> EXTRAIT DU TEXTE
-------------------------
Un autre aspect de la question, aussi, même si c’est secondaire : de mon expérience sur cinq textes traduits et publiés en anglais, j’ai retiré l’impression que les textes n’avaient pas le même impact en anglais et en français. Certains textes sur lesquels j’ai eu beaucoup de retours en français donnaient l’impression de ne pas fonctionner sur des lecteurs anglophones. Je n’ai jamais su si ça tenait à la traduction ou à des questions d’ordre culturel.
Jean-Daniel : Dans l’expérience que j’en ai eue, je n’ai ressenti aucun préjugé de la part des éditeurs ou des lecteurs. La principale barrière, c’était la traduction. Mais ensuite, ils traitaient les textes exactement comme ceux des auteurs anglophones (la plupart du temps sans insister outre mesure sur le fait que les textes étaient étrangers). J’ai même l’impression qu’on fait beaucoup plus la différence qu’eux entre les textes traduits et non traduits, à ce niveau.
Il y a aussi certains textes qui sont bonnement intraduisibles ou tellement difficiles à traduire que l’éditeur ne prendra pas le risque… Je pense, par exemple, à la Horde du Contrevent de Damasio, qui a intéressé un grand groupe d’édition britannique : or, mal traduire le roman était un trop grand risque pour qu’ils tentent l’expérience (pourtant avec le film d’animation qui va sortir dans quelques mois/années, le risque financier leur apparaissait déjà moindre!).
Par ailleurs, je crois qu’il ne faut pas sous-estimer les différences culturelles, comme le remarque Mélanie, qui ne sont peut-être pas si mineures que ça dans le problème qui nous occupe aujourd’hui. Le lectorat anglo-saxon n’est pas encore totalement habitué à notre manière de concevoir la littérature (qui parfois/souvent s’éloigne du pur story-telling).
David : Dans les exemples auxquels je pensais, ce n’étaient pas les textes les plus orientés “story-telling” qui marchaient le mieux. Pour moi, ce n’est pas là que se situent les différences (et puis des auteurs qui s’en éloignent, ils en ont une floppée aussi).
-------------------------
> Données de pointage de régions
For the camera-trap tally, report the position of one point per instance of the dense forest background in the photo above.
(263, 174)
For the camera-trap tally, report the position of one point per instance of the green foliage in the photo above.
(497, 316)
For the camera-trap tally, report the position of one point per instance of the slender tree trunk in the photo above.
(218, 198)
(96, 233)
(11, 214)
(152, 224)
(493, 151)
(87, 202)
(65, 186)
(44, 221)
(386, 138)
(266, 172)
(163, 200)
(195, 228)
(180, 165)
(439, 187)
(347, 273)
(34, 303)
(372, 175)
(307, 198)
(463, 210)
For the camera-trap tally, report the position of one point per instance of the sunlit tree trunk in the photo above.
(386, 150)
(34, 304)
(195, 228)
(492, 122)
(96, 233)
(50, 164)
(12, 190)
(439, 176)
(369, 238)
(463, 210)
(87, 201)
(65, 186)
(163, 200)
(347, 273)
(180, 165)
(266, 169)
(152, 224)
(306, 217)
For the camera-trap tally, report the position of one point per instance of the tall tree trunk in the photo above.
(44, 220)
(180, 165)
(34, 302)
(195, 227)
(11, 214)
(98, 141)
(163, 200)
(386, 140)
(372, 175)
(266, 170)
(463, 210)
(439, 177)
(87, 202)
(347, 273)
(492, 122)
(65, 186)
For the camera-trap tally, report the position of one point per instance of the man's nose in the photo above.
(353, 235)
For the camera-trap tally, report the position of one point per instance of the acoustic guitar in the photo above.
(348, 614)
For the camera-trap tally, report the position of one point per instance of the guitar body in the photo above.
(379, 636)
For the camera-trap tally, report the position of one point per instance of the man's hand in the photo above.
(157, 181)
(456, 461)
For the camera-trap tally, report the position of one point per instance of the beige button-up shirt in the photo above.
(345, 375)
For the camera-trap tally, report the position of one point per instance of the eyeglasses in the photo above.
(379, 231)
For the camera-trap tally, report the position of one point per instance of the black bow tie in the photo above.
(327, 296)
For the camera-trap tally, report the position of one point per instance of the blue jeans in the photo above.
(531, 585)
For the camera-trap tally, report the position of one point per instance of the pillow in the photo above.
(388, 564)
-------------------------
> TRAVAIL DEMANDÉ
1: Résumez plus brièvement le paragraphe de l'extrait sur la traduction qui commence par « Il y a aussi certains textes », en conservant ses faits principaux.
2: Répondez aux questions suivantes à partir de l'extrait sur la traduction :
(a) Sur combien de textes traduits et publiés en anglais repose l'expérience évoquée dans le premier paragraphe ?
(b) Selon Jean-Daniel, quelle était la principale barrière ?
(c) D'après le paragraphe commençant par « Par ailleurs », à quoi le lectorat anglo-saxon n'est-il pas encore totalement habitué ?

> RÉPONSES PAR CONSIGNE
1: Certains textes sont intraduisibles, ou si difficiles à traduire que l'éditeur ne prend pas le risque. Ainsi, La Horde du Contrevent de Damasio a intéressé un grand groupe d'édition britannique. Le risque de mal traduire le roman était toutefois trop grand pour tenter l'expérience, alors même que le film d'animation à venir rendait déjà le risque financier moindre.

2:
(a) Sur cinq textes.
(b) La traduction.
(c) À « notre manière de concevoir la littérature », qui parfois ou souvent s'éloigne du pur story-telling.